DATASET RECORDS:

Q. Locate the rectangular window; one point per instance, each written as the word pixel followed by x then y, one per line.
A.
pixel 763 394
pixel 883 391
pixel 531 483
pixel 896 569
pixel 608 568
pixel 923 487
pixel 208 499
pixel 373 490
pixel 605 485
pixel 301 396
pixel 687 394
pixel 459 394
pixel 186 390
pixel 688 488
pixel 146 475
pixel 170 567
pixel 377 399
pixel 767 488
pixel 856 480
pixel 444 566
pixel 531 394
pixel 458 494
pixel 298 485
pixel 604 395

GIVEN TASK:
Restate the whole of the material exactly.

WORKED SOLUTION:
Q. Locate the rectangular window; one point per instance, each written as the word pixel followed by x then y, one per line.
A.
pixel 763 394
pixel 883 391
pixel 531 483
pixel 896 569
pixel 608 568
pixel 923 487
pixel 208 499
pixel 373 490
pixel 605 485
pixel 301 396
pixel 687 394
pixel 459 394
pixel 186 390
pixel 688 488
pixel 146 475
pixel 170 567
pixel 377 399
pixel 767 488
pixel 856 480
pixel 444 566
pixel 531 394
pixel 458 494
pixel 298 485
pixel 604 395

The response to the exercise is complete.